[Start of Given passage]
Thursday, December 3, 2009

Looking back over the 3 mandalas it is obvious to me that this is the one I did before going to sleep. Even though I was in bed and ready for sleep my mind was still going a mile a minute. I was thinking, thinking, thinking......
The intellectual aspect of this mandala is very obvious to me. This style of art work is not usually what I'm drawn to just because of the heavy intellectual component. But it was also very interesting to see how my mind can make up images depending on my state of mind.
It was easier than I thought it would be to wake up at 3:30 a.m. to do this mandala. I was very surprised as to the image that came out. Even though I was technically 'awake' it became very clear to me that some other part of my consciousness was operating. My waking mind was just the vehicle for whatever was going on.

I remember mostly waking up and feeling grateful as I made this mandala. Grateful to be at JFKU, grateful to be in this class, grateful to be back after the Thanksgiving break. And I remembered feeling the same feeling I had after the 3 week summer break; a great relief to be back in school. It is some kind of anchor for me; some kind of validation for a reality that is so hard to find in my everyday world. Again and again I remind myself that I need to cultivate that in my life more. I think that I am not sure how to sometimes.
Before leaving class last nite I talked to Robbyn about doing my mandalas and she affirmed that it would be a good nite to do it since it was a full moon. It was so nice to talk to Robbyn and have this understanding about the full moon without having to go into explanations or justifications. We have a shared knowledge about the moon being full and the significance of that. It is almost like speaking another language or being in a secret club. I realize that I hunger for that kind of reality more than I let on to myself.
[End of Given passage]
### Task instructions
1. From the journal entry, quote the text starting at "The intellectual aspect" and ending at "state of mind.".
2. Summarize the journal entry in two sentences.
[Start of Listing]
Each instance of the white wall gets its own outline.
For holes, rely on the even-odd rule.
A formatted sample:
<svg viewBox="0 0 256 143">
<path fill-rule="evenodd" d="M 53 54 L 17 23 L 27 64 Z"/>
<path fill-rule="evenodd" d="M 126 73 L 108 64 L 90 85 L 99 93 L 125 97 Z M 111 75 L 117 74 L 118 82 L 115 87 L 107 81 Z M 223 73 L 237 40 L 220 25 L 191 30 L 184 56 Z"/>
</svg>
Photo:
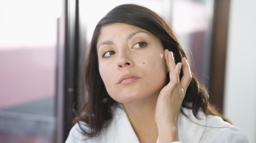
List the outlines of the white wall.
<svg viewBox="0 0 256 143">
<path fill-rule="evenodd" d="M 224 115 L 256 142 L 256 0 L 231 0 Z"/>
</svg>

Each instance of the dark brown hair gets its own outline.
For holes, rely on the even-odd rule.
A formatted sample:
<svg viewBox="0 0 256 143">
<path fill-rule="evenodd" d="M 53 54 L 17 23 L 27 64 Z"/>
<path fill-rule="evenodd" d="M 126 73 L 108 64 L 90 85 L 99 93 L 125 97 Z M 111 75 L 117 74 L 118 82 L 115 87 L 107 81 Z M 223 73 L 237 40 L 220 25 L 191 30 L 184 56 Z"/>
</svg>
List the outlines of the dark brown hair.
<svg viewBox="0 0 256 143">
<path fill-rule="evenodd" d="M 136 26 L 154 35 L 160 39 L 164 49 L 172 51 L 176 64 L 181 62 L 182 57 L 186 58 L 172 29 L 162 18 L 152 10 L 139 5 L 127 4 L 117 6 L 109 12 L 97 25 L 93 34 L 83 75 L 83 88 L 86 87 L 87 95 L 75 120 L 75 122 L 78 122 L 85 136 L 88 138 L 98 135 L 106 122 L 111 119 L 111 107 L 117 103 L 108 94 L 100 77 L 96 48 L 101 27 L 115 23 Z M 206 116 L 218 116 L 228 121 L 210 103 L 208 91 L 192 74 L 193 77 L 186 92 L 182 107 L 192 109 L 197 118 L 199 118 L 198 112 L 202 109 Z M 180 78 L 183 75 L 181 70 Z M 168 76 L 166 80 L 170 80 Z M 84 91 L 83 92 L 84 93 Z M 83 122 L 90 129 L 81 127 Z"/>
</svg>

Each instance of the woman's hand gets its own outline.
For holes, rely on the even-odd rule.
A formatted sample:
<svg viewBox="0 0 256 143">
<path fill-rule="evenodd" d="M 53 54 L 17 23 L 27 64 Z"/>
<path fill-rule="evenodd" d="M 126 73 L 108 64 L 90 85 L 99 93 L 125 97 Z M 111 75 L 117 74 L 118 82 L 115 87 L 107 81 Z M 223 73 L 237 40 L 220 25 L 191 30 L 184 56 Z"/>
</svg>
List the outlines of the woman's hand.
<svg viewBox="0 0 256 143">
<path fill-rule="evenodd" d="M 155 119 L 158 127 L 159 143 L 179 141 L 178 117 L 186 90 L 192 76 L 189 66 L 185 58 L 177 65 L 172 52 L 164 50 L 170 81 L 160 93 L 157 103 Z M 182 65 L 183 76 L 180 81 Z"/>
</svg>

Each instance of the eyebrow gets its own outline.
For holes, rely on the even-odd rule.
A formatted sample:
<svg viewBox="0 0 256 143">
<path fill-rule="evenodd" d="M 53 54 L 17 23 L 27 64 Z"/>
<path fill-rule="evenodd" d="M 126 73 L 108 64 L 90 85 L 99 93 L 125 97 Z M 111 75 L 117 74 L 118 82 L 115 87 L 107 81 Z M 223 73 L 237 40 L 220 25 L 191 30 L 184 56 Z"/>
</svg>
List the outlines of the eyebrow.
<svg viewBox="0 0 256 143">
<path fill-rule="evenodd" d="M 134 32 L 128 35 L 127 37 L 126 37 L 126 40 L 131 40 L 131 39 L 132 39 L 132 38 L 133 38 L 133 37 L 134 36 L 136 35 L 138 33 L 145 33 L 147 34 L 149 36 L 150 36 L 151 35 L 148 32 L 146 32 L 146 31 L 145 31 L 143 30 L 137 30 L 136 31 L 134 31 Z"/>
<path fill-rule="evenodd" d="M 133 38 L 133 37 L 134 36 L 140 33 L 142 33 L 146 34 L 149 36 L 150 37 L 151 36 L 150 34 L 149 34 L 149 33 L 148 32 L 147 32 L 146 31 L 145 31 L 143 30 L 137 30 L 129 34 L 126 37 L 126 38 L 125 38 L 125 40 L 126 41 L 128 41 L 129 40 L 130 40 Z M 98 46 L 98 48 L 97 49 L 98 49 L 98 51 L 99 47 L 102 45 L 111 45 L 113 44 L 114 44 L 114 42 L 112 40 L 107 40 L 106 41 L 104 41 L 100 43 L 100 44 Z"/>
</svg>

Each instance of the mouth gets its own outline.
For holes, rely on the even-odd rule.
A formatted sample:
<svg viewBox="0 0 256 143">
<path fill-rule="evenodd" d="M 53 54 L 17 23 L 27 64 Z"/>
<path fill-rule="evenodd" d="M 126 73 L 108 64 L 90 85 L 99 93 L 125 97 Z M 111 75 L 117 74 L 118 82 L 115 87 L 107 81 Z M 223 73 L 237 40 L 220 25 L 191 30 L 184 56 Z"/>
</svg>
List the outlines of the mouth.
<svg viewBox="0 0 256 143">
<path fill-rule="evenodd" d="M 140 78 L 138 76 L 132 74 L 124 74 L 119 79 L 118 84 L 125 85 L 133 82 Z"/>
</svg>

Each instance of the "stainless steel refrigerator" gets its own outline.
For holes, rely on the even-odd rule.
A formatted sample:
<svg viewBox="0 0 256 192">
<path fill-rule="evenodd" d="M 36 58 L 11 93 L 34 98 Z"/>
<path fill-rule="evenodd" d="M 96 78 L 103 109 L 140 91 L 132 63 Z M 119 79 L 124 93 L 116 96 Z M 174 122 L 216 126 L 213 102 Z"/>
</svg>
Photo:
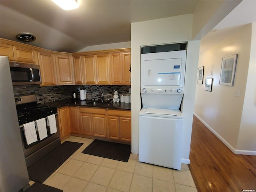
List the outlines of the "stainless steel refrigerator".
<svg viewBox="0 0 256 192">
<path fill-rule="evenodd" d="M 29 187 L 8 57 L 0 56 L 0 192 Z"/>
</svg>

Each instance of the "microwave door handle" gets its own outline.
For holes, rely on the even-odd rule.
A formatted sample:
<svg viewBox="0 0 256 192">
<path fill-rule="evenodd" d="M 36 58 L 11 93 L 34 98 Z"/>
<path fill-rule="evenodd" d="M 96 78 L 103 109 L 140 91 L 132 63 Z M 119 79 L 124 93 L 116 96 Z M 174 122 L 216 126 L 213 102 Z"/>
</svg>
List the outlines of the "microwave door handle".
<svg viewBox="0 0 256 192">
<path fill-rule="evenodd" d="M 33 72 L 33 69 L 32 68 L 30 68 L 30 73 L 31 73 L 31 80 L 30 82 L 33 82 L 34 81 L 34 73 Z"/>
</svg>

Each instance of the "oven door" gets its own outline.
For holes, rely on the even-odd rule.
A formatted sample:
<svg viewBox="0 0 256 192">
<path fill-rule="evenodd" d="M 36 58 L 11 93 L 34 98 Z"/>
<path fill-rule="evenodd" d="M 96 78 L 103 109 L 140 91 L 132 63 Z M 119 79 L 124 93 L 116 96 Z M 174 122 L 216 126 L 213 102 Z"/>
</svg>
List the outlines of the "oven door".
<svg viewBox="0 0 256 192">
<path fill-rule="evenodd" d="M 57 132 L 53 134 L 50 133 L 50 128 L 47 126 L 48 136 L 40 140 L 38 131 L 36 131 L 38 141 L 28 145 L 25 137 L 23 127 L 20 128 L 20 134 L 22 142 L 23 150 L 25 155 L 27 167 L 28 167 L 60 145 L 60 129 L 58 115 L 55 116 Z"/>
</svg>

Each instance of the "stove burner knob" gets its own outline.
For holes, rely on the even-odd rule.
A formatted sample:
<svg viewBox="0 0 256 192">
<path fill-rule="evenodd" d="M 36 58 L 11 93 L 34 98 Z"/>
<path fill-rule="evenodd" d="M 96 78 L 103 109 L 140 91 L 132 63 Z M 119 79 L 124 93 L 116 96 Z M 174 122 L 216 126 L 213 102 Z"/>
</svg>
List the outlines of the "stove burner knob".
<svg viewBox="0 0 256 192">
<path fill-rule="evenodd" d="M 178 89 L 177 90 L 177 92 L 178 93 L 181 93 L 182 91 L 182 90 L 181 90 L 181 89 Z"/>
</svg>

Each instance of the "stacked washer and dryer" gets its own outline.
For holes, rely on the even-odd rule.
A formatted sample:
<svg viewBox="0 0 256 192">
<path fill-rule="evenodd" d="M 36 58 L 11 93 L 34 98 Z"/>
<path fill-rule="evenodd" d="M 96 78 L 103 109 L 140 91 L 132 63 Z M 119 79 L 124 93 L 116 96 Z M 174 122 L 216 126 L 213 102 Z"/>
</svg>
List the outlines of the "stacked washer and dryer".
<svg viewBox="0 0 256 192">
<path fill-rule="evenodd" d="M 186 43 L 142 48 L 139 161 L 180 170 Z"/>
</svg>

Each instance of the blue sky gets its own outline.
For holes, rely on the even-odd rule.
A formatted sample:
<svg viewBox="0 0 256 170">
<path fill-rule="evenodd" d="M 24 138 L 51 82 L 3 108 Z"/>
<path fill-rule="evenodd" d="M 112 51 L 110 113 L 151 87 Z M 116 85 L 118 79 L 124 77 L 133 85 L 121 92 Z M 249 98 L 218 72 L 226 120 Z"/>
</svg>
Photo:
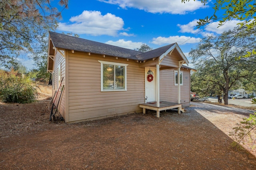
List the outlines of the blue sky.
<svg viewBox="0 0 256 170">
<path fill-rule="evenodd" d="M 231 21 L 218 28 L 218 23 L 213 23 L 196 29 L 199 19 L 213 14 L 209 1 L 204 6 L 193 0 L 185 4 L 181 0 L 70 0 L 55 31 L 132 49 L 143 43 L 154 49 L 176 42 L 190 61 L 188 53 L 201 39 L 241 22 Z M 33 66 L 31 60 L 23 60 L 28 69 Z"/>
</svg>

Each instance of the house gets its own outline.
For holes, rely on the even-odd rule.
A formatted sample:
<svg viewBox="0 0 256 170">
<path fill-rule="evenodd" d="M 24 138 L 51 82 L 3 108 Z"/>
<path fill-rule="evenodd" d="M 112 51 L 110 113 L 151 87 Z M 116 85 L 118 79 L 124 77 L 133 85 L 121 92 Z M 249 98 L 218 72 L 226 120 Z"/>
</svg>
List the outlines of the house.
<svg viewBox="0 0 256 170">
<path fill-rule="evenodd" d="M 48 55 L 66 122 L 189 106 L 192 69 L 176 43 L 142 53 L 50 32 Z"/>
<path fill-rule="evenodd" d="M 244 89 L 243 89 L 242 88 L 239 88 L 237 90 L 232 90 L 231 91 L 231 92 L 234 94 L 239 94 L 239 95 L 241 95 L 242 96 L 255 96 L 255 92 L 250 92 L 249 93 L 246 93 L 246 92 L 244 90 Z"/>
</svg>

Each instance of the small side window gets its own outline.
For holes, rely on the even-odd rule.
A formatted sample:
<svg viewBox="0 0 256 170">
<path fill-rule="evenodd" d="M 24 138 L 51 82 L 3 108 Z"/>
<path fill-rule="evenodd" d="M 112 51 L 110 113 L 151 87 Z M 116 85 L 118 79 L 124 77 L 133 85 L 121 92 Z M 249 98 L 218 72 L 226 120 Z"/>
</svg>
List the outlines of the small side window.
<svg viewBox="0 0 256 170">
<path fill-rule="evenodd" d="M 178 86 L 178 71 L 174 70 L 174 86 Z M 181 86 L 183 85 L 183 72 L 182 71 L 180 72 L 180 84 Z"/>
</svg>

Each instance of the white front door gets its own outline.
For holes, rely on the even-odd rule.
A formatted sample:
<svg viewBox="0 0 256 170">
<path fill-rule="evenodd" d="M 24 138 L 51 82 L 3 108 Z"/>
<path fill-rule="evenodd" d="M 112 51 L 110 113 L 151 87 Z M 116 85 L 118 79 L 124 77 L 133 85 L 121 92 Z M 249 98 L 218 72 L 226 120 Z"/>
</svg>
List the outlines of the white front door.
<svg viewBox="0 0 256 170">
<path fill-rule="evenodd" d="M 145 98 L 146 102 L 156 101 L 156 69 L 145 68 Z"/>
</svg>

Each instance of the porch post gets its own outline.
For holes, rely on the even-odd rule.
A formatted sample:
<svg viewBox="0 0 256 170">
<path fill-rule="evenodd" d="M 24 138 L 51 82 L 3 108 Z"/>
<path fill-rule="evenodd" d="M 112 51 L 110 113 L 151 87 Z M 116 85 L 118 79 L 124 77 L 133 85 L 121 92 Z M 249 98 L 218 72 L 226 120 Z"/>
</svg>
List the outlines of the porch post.
<svg viewBox="0 0 256 170">
<path fill-rule="evenodd" d="M 180 68 L 178 68 L 178 103 L 180 104 Z"/>
<path fill-rule="evenodd" d="M 160 106 L 160 90 L 159 89 L 159 64 L 156 64 L 156 107 Z"/>
</svg>

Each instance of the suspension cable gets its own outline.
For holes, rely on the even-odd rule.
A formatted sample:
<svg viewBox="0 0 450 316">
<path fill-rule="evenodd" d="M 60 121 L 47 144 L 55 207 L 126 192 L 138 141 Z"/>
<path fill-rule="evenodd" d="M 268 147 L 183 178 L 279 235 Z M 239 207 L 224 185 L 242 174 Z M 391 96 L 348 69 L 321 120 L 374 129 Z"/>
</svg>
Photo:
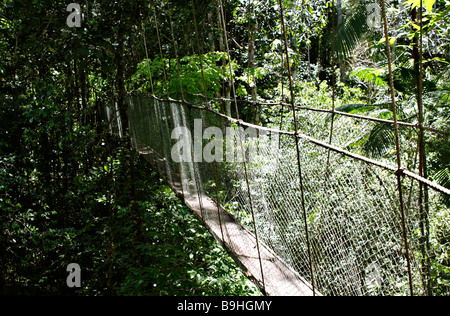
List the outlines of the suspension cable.
<svg viewBox="0 0 450 316">
<path fill-rule="evenodd" d="M 223 1 L 219 0 L 219 4 L 220 4 L 220 11 L 221 11 L 221 15 L 222 15 L 222 23 L 223 23 L 223 33 L 225 36 L 225 47 L 227 50 L 227 55 L 228 55 L 228 62 L 230 65 L 230 81 L 231 81 L 231 87 L 233 89 L 233 97 L 234 97 L 234 104 L 235 104 L 235 108 L 236 108 L 236 117 L 238 119 L 238 121 L 240 121 L 240 117 L 239 117 L 239 107 L 238 107 L 238 102 L 237 102 L 237 96 L 236 96 L 236 87 L 234 85 L 234 76 L 233 76 L 233 67 L 231 65 L 231 54 L 230 54 L 230 46 L 228 43 L 228 32 L 227 32 L 227 23 L 226 23 L 226 18 L 225 18 L 225 10 L 224 10 L 224 6 L 223 6 Z M 243 155 L 243 165 L 244 165 L 244 175 L 245 175 L 245 182 L 247 184 L 247 190 L 248 190 L 248 199 L 249 199 L 249 204 L 250 204 L 250 210 L 252 213 L 252 220 L 253 220 L 253 228 L 255 230 L 255 239 L 256 239 L 256 247 L 257 247 L 257 251 L 258 251 L 258 258 L 259 258 L 259 265 L 261 268 L 261 278 L 262 278 L 262 286 L 263 286 L 263 290 L 265 292 L 266 290 L 266 284 L 265 284 L 265 278 L 264 278 L 264 269 L 263 269 L 263 264 L 262 264 L 262 258 L 261 258 L 261 251 L 260 251 L 260 245 L 259 245 L 259 237 L 258 237 L 258 229 L 257 229 L 257 225 L 256 225 L 256 218 L 255 218 L 255 212 L 254 212 L 254 207 L 253 207 L 253 198 L 252 198 L 252 192 L 251 192 L 251 188 L 250 188 L 250 182 L 248 180 L 248 167 L 247 167 L 247 163 L 246 163 L 246 159 L 245 159 L 245 151 L 244 151 L 244 144 L 243 144 L 243 140 L 240 137 L 240 143 L 241 143 L 241 151 L 242 151 L 242 155 Z"/>
<path fill-rule="evenodd" d="M 282 0 L 279 0 L 280 4 L 280 17 L 281 17 L 281 26 L 282 31 L 284 35 L 284 45 L 285 45 L 285 53 L 286 53 L 286 60 L 288 65 L 288 77 L 289 77 L 289 85 L 290 85 L 290 92 L 291 92 L 291 103 L 292 103 L 292 112 L 294 115 L 294 126 L 295 126 L 295 145 L 297 150 L 297 164 L 298 164 L 298 173 L 299 173 L 299 179 L 300 179 L 300 190 L 301 190 L 301 197 L 302 197 L 302 211 L 303 211 L 303 220 L 305 222 L 305 233 L 306 233 L 306 244 L 308 247 L 308 259 L 309 259 L 309 267 L 310 267 L 310 274 L 311 274 L 311 285 L 313 289 L 313 295 L 316 295 L 316 289 L 315 289 L 315 282 L 314 282 L 314 267 L 313 267 L 313 260 L 311 255 L 311 244 L 309 240 L 309 230 L 308 230 L 308 219 L 306 214 L 306 203 L 305 203 L 305 192 L 303 188 L 303 174 L 302 174 L 302 163 L 301 163 L 301 155 L 300 155 L 300 140 L 297 137 L 298 135 L 298 122 L 297 122 L 297 114 L 295 110 L 295 95 L 294 95 L 294 82 L 292 78 L 292 69 L 290 65 L 290 58 L 289 58 L 289 49 L 288 49 L 288 43 L 287 43 L 287 35 L 286 35 L 286 24 L 284 22 L 284 9 L 283 9 L 283 2 Z"/>
<path fill-rule="evenodd" d="M 397 167 L 398 170 L 396 172 L 397 175 L 397 186 L 398 186 L 398 194 L 399 194 L 399 200 L 400 200 L 400 213 L 402 217 L 402 231 L 403 231 L 403 242 L 405 244 L 405 252 L 406 252 L 406 261 L 408 265 L 408 278 L 409 278 L 409 288 L 411 296 L 414 296 L 414 288 L 413 288 L 413 280 L 412 280 L 412 273 L 411 273 L 411 258 L 410 258 L 410 250 L 409 250 L 409 243 L 408 243 L 408 233 L 406 229 L 406 216 L 405 216 L 405 207 L 403 202 L 403 189 L 402 189 L 402 175 L 404 173 L 404 169 L 402 168 L 402 161 L 401 161 L 401 147 L 400 147 L 400 137 L 399 137 L 399 130 L 398 130 L 398 123 L 397 123 L 397 105 L 396 105 L 396 98 L 395 98 L 395 88 L 394 88 L 394 75 L 392 71 L 392 56 L 391 56 L 391 46 L 389 42 L 389 30 L 388 30 L 388 22 L 387 22 L 387 16 L 386 16 L 386 3 L 385 0 L 381 0 L 381 11 L 383 16 L 383 22 L 384 22 L 384 35 L 386 40 L 386 54 L 388 58 L 388 68 L 389 68 L 389 85 L 390 85 L 390 92 L 391 92 L 391 100 L 392 100 L 392 111 L 394 116 L 394 127 L 395 127 L 395 147 L 397 152 Z"/>
</svg>

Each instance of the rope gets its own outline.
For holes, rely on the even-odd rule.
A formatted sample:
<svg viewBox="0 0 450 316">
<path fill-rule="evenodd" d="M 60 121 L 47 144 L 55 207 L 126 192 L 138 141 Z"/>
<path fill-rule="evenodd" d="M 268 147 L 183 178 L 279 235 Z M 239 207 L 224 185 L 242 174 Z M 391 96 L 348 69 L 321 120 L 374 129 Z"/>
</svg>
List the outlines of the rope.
[End of Listing]
### Outputs in order
1.
The intellectual aspect of this mandala is very obvious to me. This style of art work is not usually what I'm drawn to just because of the heavy intellectual component. But it was also very interesting to see how my mind can make up images depending on my state of mind.

2. Looking back over three mandalas, the writer sees that the one made before sleep reflects an intellectual, racing mind, while the one made after waking at 3:30 a.m. produced a surprising image that seemed to come from another part of consciousness. Making a mandala on waking brought gratitude and relief at being back at JFKU after the Thanksgiving break, and talking with Robbyn about doing the mandalas on a full moon made the writer realize a deeper hunger for that kind of shared understanding.